Directive 1 -
Answer the following from the commit excerpt, one line per answer, labeled as below.
(a) What value does the commit give the timeout for rally_full?
(b) Which import line does the diff add to rally.py?
(c) Which attribute does the diff newly set to False?

Source excerpt -
<<<<
Prevent occasional rally hangs 44/68444/4
authorJuha Kosonen <juha.kosonen@nokia.com>
Wed, 4 Sep 2019 12:21:00 +0000 (15:21 +0300)
committerJuha Kosonen <juha.kosonen@nokia.com>
Thu, 5 Sep 2019 12:02:29 +0000 (15:02 +0300)
Set timeout on subprocess invocation instead of spawned child process.

Increase the timeout value for rally_full to 2h since the execution
typically takes ~90min [1].

[1] https://build.opnfv.org/ci/job/functest-opnfv-functest-benchmarking-latest-rally_full-run/22/

Change-Id: I0ca90bc2d85b4625336eb0396d8b2816a486b746
Signed-off-by: Juha Kosonen <juha.kosonen@nokia.com>
functest/opnfv_tests/openstack/rally/rally.py

index f6e563b..8100eda 100644 (file)
@@ -22,6 +22,7 @@ import shutil
 import subprocess
 import time
 
+from threading import Timer
 import pkg_resources
 import prettytable
 from ruamel.yaml import YAML
@@ -67,7 +68,7 @@ class RallyBase(singlevm.VmReady2):
     visibility = 'public'
     shared_network = True
     allow_no_fip = True
-    task_timeout = '3600'
+    task_timeout = 3600
 
     def __init__(self, **kwargs):
         """Initialize RallyBase object."""
@@ -100,6 +101,7 @@ class RallyBase(singlevm.VmReady2):
         self.run_cmd = ''
         self.network_extensions = []
         self.services = []
+        self.task_aborted = False
 
     def build_task_args(self, test_name):
         """Build arguments for the Rally task."""
>>>>
Dataset rows -
<<<<
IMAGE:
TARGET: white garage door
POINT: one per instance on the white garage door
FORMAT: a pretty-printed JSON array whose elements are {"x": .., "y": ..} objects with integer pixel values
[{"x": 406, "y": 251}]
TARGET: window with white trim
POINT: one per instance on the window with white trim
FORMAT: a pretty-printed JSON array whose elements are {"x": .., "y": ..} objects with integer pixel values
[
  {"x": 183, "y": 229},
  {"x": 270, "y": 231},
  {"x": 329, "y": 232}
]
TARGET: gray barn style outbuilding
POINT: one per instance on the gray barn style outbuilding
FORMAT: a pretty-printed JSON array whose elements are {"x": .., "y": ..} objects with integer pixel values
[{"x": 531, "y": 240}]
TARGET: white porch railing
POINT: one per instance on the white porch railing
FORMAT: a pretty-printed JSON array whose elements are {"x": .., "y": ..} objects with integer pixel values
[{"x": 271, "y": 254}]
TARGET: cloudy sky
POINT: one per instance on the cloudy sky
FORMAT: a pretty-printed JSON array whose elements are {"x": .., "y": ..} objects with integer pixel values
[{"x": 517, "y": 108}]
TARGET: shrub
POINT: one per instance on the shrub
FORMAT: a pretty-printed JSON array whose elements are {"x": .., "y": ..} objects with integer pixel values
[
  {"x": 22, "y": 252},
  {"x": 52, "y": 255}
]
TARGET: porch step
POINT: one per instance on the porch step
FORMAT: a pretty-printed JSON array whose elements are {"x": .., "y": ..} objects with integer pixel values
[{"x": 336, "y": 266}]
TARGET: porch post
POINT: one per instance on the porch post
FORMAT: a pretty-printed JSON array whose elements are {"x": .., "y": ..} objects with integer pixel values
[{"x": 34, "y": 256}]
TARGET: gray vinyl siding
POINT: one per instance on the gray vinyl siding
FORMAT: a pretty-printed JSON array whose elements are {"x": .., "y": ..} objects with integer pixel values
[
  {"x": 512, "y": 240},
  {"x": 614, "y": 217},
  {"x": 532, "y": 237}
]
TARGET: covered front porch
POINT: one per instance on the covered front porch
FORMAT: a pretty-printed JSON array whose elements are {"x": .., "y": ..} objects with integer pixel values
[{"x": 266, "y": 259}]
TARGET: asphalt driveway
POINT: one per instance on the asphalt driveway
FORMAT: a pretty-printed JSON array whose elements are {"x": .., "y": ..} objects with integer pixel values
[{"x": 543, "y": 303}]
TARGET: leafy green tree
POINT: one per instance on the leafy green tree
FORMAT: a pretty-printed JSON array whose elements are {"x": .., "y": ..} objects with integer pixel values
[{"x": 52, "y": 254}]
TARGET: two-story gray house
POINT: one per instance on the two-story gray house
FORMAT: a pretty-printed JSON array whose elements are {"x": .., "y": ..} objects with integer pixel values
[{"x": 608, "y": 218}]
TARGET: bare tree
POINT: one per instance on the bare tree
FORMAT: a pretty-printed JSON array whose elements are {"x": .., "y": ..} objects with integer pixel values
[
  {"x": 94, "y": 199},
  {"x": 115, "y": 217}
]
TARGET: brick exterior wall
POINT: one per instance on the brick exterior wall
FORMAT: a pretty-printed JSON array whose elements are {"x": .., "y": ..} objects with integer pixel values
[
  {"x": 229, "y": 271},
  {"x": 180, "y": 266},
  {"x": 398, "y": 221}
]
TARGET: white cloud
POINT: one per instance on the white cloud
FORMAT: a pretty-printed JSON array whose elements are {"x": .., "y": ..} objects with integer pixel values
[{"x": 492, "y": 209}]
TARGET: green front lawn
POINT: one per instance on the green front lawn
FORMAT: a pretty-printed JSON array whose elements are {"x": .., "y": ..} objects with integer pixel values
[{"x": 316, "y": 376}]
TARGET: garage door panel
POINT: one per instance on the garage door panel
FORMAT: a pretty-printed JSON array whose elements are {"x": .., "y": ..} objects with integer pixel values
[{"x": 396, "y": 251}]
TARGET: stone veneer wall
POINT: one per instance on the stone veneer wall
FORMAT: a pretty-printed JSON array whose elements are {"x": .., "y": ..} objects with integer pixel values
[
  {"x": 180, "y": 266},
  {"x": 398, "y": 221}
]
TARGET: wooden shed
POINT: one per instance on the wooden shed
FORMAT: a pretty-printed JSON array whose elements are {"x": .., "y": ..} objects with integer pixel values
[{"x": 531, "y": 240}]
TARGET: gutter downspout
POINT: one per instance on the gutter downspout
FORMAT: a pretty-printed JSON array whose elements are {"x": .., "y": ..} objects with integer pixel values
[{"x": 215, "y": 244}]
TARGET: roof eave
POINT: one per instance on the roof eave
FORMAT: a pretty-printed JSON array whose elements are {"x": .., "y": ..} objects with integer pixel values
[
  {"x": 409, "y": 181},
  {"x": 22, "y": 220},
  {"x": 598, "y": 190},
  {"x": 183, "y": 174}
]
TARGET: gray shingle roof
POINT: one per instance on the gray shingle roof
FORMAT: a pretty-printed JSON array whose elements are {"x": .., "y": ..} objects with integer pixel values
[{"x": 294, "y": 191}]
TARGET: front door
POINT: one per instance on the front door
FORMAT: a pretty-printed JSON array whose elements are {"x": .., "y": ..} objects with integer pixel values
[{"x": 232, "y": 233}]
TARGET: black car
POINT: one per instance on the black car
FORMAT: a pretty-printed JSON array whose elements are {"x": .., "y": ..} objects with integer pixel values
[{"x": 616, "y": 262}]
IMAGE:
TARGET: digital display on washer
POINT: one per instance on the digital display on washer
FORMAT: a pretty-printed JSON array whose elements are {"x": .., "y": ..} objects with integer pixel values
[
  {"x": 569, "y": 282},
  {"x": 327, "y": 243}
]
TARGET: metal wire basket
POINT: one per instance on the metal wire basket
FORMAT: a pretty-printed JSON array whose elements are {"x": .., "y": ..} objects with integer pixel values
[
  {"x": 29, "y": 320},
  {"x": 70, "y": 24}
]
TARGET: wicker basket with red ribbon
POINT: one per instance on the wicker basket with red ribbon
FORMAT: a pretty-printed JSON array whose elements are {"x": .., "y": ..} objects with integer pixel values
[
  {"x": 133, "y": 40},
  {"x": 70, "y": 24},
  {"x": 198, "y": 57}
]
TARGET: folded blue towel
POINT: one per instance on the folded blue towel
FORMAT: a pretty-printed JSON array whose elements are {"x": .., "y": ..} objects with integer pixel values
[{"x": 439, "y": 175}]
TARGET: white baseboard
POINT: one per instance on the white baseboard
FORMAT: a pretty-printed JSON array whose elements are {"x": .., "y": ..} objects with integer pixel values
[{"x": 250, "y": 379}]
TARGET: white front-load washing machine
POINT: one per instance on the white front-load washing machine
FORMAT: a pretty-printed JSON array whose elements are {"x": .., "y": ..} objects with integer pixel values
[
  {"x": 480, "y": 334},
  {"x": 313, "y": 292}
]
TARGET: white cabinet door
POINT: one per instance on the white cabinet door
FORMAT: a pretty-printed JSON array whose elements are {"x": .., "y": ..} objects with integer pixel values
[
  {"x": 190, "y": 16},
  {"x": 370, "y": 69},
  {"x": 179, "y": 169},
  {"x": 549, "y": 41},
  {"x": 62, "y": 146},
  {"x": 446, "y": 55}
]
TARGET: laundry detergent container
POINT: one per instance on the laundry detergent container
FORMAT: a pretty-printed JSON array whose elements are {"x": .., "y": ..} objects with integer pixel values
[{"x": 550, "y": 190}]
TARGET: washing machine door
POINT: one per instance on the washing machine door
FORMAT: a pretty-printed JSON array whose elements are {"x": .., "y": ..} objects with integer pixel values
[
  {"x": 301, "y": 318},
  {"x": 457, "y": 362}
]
>>>>
Directive 2 - Determine how many lines of the rows contain the string "bare", treating case as significant, and give only that number.

Task result 1 -
(a) 2h
(b) from threading import Timer
(c) self.task_aborted

Task result 2 - 2